Task 1
Reproduce word for word the rows below, everything from the line containing "mask job: neon yellow tennis dress" down to the end of the rows.

Text provided
## start
Testing was performed with dual mono tympanic membranes, located approximately 15 cm apart. This apparatus was placed approximately 60 cm from the speakers. Heh. (I used my ears). The speakers used were Logitech z-640 speakers. I also took the liberty of hooking the card up to my THX certified receiver to really crank up the volume. Why would I do this? Well, anyone who has hooked up their computer to a receiver before has probably noticed that if the audio on the card is cranked up, then the output has an annoying hum. Back in the beginning of the review I discussed SNR. With an older card that was a LOUSY SNR in action. Card manufacturers weren't expecting the signals to end up being routed through a 500 watt receiver and were not too concerned with SNR OR THD. The card did not have an audible hiss up to extremely high volume levels on the amp.


This is what will generate the most flames. I do NOT have an anechoic chamber or a microphone capable of capturing the subtle differences needed to produce an accurate THD or SNR. I am also a firm believer in throwing out the charts and +- %'s. If something sounds good, and you do a side by side comparison. Good Nuff. The human ear has notoriously bad long term 'sound memory'. An identical piece of music played on two different speakers will sound the same providing a bit of time elapses between listening sessions. When comparing output, side by side comparison is ideal.


Lets state a cold hard fact to make sure that no one has any illusions about this: Once you hit a certain quality of output, and you are using multimedia speakers, the limiting factor is the speakers. Any comments I make about the card will be 'coloured' by the speakers used for listening. For that reason, I will limit my comments to functionality rather than audio quality.
## end
Data records
## start
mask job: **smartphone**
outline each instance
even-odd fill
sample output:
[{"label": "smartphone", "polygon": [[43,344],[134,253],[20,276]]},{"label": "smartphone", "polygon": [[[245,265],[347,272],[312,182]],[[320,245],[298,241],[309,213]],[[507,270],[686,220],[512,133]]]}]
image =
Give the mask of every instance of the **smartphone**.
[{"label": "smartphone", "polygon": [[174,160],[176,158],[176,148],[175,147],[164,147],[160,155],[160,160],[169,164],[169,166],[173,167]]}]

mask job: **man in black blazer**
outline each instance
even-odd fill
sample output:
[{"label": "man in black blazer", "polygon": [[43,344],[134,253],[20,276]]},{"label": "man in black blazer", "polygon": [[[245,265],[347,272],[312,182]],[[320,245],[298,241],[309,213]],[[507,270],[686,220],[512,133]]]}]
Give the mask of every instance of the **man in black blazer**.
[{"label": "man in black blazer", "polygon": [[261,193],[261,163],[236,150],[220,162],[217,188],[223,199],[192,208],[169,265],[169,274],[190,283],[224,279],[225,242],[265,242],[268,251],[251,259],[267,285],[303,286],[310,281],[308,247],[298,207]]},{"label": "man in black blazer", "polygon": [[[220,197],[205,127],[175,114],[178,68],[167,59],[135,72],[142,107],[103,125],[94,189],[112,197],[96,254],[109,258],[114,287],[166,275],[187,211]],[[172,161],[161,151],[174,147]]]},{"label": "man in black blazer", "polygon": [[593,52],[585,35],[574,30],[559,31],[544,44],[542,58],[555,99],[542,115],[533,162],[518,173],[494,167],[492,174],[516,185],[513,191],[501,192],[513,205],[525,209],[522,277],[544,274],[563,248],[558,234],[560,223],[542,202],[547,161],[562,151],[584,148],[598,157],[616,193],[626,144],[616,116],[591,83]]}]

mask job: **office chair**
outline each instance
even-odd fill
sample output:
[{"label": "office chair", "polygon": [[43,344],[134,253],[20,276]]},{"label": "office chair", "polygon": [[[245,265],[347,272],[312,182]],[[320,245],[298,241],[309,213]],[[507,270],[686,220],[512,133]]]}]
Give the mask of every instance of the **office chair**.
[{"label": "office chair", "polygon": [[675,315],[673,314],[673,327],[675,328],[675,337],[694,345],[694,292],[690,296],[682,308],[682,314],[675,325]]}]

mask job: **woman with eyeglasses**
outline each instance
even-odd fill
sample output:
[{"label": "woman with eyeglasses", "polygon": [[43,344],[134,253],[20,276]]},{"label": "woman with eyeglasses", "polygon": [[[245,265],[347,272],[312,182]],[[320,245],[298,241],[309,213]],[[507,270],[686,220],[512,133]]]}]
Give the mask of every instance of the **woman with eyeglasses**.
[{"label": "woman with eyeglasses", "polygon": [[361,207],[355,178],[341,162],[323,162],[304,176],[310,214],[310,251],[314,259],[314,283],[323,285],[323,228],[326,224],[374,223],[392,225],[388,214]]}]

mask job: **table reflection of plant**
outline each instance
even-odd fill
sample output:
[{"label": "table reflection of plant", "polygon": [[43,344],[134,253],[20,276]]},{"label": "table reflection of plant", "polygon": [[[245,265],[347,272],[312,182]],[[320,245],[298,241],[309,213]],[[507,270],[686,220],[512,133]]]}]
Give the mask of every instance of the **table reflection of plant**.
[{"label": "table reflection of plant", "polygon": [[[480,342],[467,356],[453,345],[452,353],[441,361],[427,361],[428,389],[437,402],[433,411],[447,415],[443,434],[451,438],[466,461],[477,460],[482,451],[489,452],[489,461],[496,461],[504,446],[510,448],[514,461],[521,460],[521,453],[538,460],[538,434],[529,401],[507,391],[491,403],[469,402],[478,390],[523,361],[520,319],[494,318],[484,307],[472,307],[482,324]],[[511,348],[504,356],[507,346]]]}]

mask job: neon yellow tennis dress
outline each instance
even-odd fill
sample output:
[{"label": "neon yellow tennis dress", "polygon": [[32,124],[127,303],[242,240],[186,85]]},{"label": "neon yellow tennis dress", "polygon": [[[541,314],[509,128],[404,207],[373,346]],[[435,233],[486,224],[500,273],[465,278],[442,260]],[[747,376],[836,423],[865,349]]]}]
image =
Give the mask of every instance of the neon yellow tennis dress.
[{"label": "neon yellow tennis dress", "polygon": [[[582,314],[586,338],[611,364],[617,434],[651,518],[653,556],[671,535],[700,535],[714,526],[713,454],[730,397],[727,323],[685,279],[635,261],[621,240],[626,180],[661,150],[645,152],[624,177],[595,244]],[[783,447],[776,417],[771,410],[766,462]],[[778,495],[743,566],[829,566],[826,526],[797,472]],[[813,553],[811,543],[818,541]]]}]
## end
Task 2
According to the sound card review above, which speakers were used for testing?

Task response 1
mask job: neon yellow tennis dress
outline each instance
even-odd fill
sample output:
[{"label": "neon yellow tennis dress", "polygon": [[32,124],[127,303],[242,240],[186,85]]},{"label": "neon yellow tennis dress", "polygon": [[[541,314],[509,128],[404,207],[373,346]],[[435,233],[486,224],[500,273],[465,278],[442,260]],[[747,376],[836,423],[865,349]]]}]
image =
Give the mask of every instance of the neon yellow tennis dress.
[{"label": "neon yellow tennis dress", "polygon": [[[582,314],[586,338],[611,364],[617,434],[651,518],[653,556],[671,535],[700,535],[714,526],[713,454],[730,397],[727,323],[685,279],[635,261],[621,240],[626,180],[661,150],[645,152],[624,177],[595,244]],[[783,447],[776,417],[771,410],[766,462]],[[778,495],[743,566],[829,566],[826,526],[797,472]],[[813,553],[811,543],[818,541]]]}]

Task response 2
Logitech z-640 speakers.